What is required => Arrange every line of the listing below as a numbered list, omitting any blank lines.

— Start of Data extract —

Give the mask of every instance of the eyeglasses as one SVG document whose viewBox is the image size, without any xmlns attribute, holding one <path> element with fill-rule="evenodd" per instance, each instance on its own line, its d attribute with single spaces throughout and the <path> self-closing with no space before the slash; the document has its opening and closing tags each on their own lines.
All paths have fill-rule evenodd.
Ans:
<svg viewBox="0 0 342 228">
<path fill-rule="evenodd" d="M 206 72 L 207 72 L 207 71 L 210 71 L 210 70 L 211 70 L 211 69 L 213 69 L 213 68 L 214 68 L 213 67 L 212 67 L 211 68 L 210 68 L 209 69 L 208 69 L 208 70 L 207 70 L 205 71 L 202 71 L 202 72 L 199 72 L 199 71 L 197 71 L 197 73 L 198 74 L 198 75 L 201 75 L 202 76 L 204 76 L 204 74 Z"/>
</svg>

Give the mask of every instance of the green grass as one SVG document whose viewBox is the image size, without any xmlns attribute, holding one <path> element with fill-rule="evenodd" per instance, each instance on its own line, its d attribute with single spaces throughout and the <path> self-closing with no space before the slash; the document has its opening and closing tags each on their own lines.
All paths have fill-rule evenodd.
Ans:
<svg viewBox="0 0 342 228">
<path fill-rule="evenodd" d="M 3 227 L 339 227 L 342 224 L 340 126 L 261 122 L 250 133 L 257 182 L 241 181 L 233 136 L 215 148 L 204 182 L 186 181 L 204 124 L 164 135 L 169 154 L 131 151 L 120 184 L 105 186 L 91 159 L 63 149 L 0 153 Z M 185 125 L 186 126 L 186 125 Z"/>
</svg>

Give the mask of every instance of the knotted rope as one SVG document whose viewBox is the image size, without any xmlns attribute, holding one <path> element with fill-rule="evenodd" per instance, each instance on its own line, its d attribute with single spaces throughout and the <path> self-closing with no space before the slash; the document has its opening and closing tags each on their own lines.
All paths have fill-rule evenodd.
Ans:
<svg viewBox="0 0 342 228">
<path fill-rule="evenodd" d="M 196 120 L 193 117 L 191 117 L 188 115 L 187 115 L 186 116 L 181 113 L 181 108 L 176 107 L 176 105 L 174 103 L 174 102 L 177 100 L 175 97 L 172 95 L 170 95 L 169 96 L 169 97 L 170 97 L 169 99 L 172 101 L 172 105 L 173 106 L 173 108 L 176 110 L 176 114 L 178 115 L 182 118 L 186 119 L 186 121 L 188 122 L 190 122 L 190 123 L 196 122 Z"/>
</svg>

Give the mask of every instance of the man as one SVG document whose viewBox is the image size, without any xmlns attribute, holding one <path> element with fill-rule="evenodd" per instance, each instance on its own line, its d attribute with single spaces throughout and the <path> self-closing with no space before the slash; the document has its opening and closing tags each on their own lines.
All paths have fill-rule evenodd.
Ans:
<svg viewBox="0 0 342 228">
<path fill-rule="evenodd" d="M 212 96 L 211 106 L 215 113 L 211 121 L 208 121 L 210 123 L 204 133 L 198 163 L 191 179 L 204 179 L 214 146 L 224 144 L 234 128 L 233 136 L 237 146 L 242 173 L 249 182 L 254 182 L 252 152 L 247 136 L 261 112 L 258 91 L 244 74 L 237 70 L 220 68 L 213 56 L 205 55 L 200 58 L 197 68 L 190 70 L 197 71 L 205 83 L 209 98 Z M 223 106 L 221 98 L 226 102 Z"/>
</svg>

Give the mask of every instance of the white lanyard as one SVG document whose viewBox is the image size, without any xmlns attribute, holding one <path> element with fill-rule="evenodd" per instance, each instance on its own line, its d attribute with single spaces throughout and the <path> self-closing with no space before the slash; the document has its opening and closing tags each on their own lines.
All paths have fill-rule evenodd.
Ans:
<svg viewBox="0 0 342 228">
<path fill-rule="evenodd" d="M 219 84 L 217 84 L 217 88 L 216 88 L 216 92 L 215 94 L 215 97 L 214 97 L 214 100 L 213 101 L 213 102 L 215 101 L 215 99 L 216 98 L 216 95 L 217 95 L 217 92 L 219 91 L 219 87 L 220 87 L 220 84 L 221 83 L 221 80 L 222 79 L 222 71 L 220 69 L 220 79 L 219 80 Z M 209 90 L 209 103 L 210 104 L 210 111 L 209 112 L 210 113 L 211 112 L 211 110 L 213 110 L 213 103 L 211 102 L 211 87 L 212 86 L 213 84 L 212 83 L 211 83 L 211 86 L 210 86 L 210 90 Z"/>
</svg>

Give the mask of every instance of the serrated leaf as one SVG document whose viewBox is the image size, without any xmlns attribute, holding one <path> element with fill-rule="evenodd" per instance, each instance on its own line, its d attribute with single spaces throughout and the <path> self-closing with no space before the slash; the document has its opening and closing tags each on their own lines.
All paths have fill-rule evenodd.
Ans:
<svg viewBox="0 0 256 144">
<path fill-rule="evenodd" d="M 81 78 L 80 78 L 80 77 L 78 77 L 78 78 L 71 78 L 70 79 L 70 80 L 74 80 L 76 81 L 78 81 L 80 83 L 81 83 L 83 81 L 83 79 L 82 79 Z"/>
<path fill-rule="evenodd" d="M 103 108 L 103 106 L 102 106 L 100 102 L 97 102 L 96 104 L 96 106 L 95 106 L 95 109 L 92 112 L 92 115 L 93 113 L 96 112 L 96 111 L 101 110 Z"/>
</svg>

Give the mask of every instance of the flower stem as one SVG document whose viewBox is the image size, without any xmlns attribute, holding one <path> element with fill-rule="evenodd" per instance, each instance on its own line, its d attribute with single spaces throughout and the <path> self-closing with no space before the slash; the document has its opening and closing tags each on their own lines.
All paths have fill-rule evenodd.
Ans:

— End of Data extract —

Reply to the task =>
1. Give the mask of every instance of the eyeglasses as one SVG document whose viewBox is the image size, without any xmlns attribute, holding one <path> element with fill-rule="evenodd" per instance, each instance on its own line, its d attribute with single spaces throughout and the <path> self-closing with no space before the slash; the document has its opening and closing tags each on their own lines.
2. All paths have fill-rule evenodd.
3. Ans:
4. <svg viewBox="0 0 342 228">
5. <path fill-rule="evenodd" d="M 206 72 L 207 72 L 207 71 L 210 71 L 210 70 L 211 70 L 211 69 L 213 69 L 213 68 L 214 68 L 213 67 L 212 67 L 211 68 L 210 68 L 209 69 L 208 69 L 208 70 L 207 70 L 205 71 L 202 71 L 202 72 L 199 72 L 199 71 L 197 71 L 197 73 L 198 74 L 198 75 L 201 75 L 202 76 L 204 76 L 204 74 Z"/>
6. </svg>
7. Give the mask of every instance of the green grass as one SVG document whose viewBox is the image size, without any xmlns attribute, holding one <path> element with fill-rule="evenodd" per instance, each instance on its own line, its d attribute with single spaces throughout and the <path> self-closing with no space before the slash; the document has its opening and closing tags each on their own lines.
8. All paths have fill-rule evenodd.
9. Ans:
10. <svg viewBox="0 0 342 228">
11. <path fill-rule="evenodd" d="M 3 227 L 339 227 L 342 224 L 340 126 L 261 122 L 250 133 L 257 182 L 241 181 L 233 136 L 215 148 L 204 182 L 186 181 L 204 124 L 164 135 L 169 154 L 131 151 L 120 184 L 105 186 L 91 159 L 63 149 L 0 153 Z M 185 125 L 186 126 L 186 125 Z"/>
12. </svg>
13. Give the mask of every instance of the knotted rope as one SVG document whose viewBox is the image size, without any xmlns attribute, holding one <path> element with fill-rule="evenodd" per instance, each instance on its own line, its d attribute with single spaces throughout and the <path> self-closing with no space before the slash; the document has its opening and closing tags each on their own lines.
14. All paths have fill-rule evenodd.
15. Ans:
16. <svg viewBox="0 0 342 228">
17. <path fill-rule="evenodd" d="M 196 120 L 193 117 L 191 117 L 188 115 L 187 115 L 186 116 L 181 113 L 181 108 L 176 107 L 176 105 L 174 103 L 174 102 L 177 100 L 175 97 L 172 95 L 170 95 L 169 96 L 169 97 L 170 97 L 169 99 L 172 101 L 172 105 L 173 106 L 173 108 L 176 110 L 176 114 L 178 115 L 182 118 L 186 119 L 186 121 L 188 122 L 190 122 L 190 123 L 196 122 Z"/>
18. </svg>
19. Give the mask of every instance of the man as one SVG document whose viewBox is the image size, without any xmlns attribute, holding one <path> element with fill-rule="evenodd" per instance, each instance on its own line, its d attribute with single spaces throughout and the <path> self-closing with no space before the slash; the document has its opening and closing tags each on their own lines.
20. All paths have fill-rule evenodd.
21. Ans:
22. <svg viewBox="0 0 342 228">
23. <path fill-rule="evenodd" d="M 212 96 L 211 106 L 215 113 L 211 121 L 208 121 L 210 123 L 204 133 L 198 163 L 191 179 L 204 179 L 214 146 L 224 144 L 234 128 L 233 136 L 237 146 L 242 173 L 249 182 L 254 182 L 252 152 L 247 136 L 261 112 L 258 91 L 244 74 L 237 70 L 220 68 L 213 56 L 205 55 L 200 58 L 197 68 L 190 70 L 197 71 L 205 83 L 209 98 Z M 223 106 L 221 98 L 226 102 Z"/>
24. </svg>
25. Give the mask of every instance of the white lanyard as one SVG document whose viewBox is the image size, without any xmlns attribute, holding one <path> element with fill-rule="evenodd" per instance, each instance on its own line, its d attribute with single spaces throughout and the <path> self-closing with no space before the slash; the document has its opening and closing tags each on their own lines.
26. All paths have fill-rule evenodd.
27. Ans:
28. <svg viewBox="0 0 342 228">
29. <path fill-rule="evenodd" d="M 219 84 L 217 84 L 217 88 L 216 88 L 216 92 L 215 94 L 215 97 L 214 97 L 214 100 L 213 101 L 213 102 L 215 101 L 215 99 L 216 98 L 216 95 L 217 95 L 217 92 L 219 91 L 219 87 L 220 87 L 220 84 L 221 83 L 221 80 L 222 79 L 222 71 L 220 69 L 220 79 L 219 80 Z M 209 90 L 209 103 L 210 104 L 210 111 L 209 112 L 210 113 L 211 112 L 211 110 L 213 110 L 213 103 L 211 102 L 211 87 L 212 86 L 213 84 L 212 83 L 211 83 L 211 86 L 210 86 L 210 90 Z"/>
30. </svg>
31. Give the mask of every instance of the serrated leaf as one SVG document whose viewBox is the image size, without any xmlns attribute, holding one <path> element with fill-rule="evenodd" per instance, each instance on its own line, its d attribute with single spaces throughout and the <path> self-closing with no space before the slash; the document has its opening and closing tags each on their own lines.
32. All paths have fill-rule evenodd.
33. Ans:
34. <svg viewBox="0 0 256 144">
35. <path fill-rule="evenodd" d="M 81 78 L 80 78 L 80 77 L 78 77 L 78 78 L 71 78 L 70 79 L 70 80 L 74 80 L 76 81 L 78 81 L 80 83 L 81 83 L 83 81 L 83 79 L 82 79 Z"/>
36. <path fill-rule="evenodd" d="M 103 108 L 103 106 L 102 106 L 100 102 L 97 102 L 96 104 L 96 106 L 95 106 L 95 109 L 92 112 L 92 115 L 93 113 L 96 112 L 96 111 L 101 110 Z"/>
37. </svg>
38. Give the mask of every instance of the flower stem as one SVG document whose viewBox is the image size, without any xmlns attribute, holding one <path> element with fill-rule="evenodd" per instance, each instance on its own line, its d attribute with single spaces throughout and the <path> self-closing with no space before the slash; the document has its opening and closing tags each on their own lines.
39. All paths have fill-rule evenodd.
40. Ans:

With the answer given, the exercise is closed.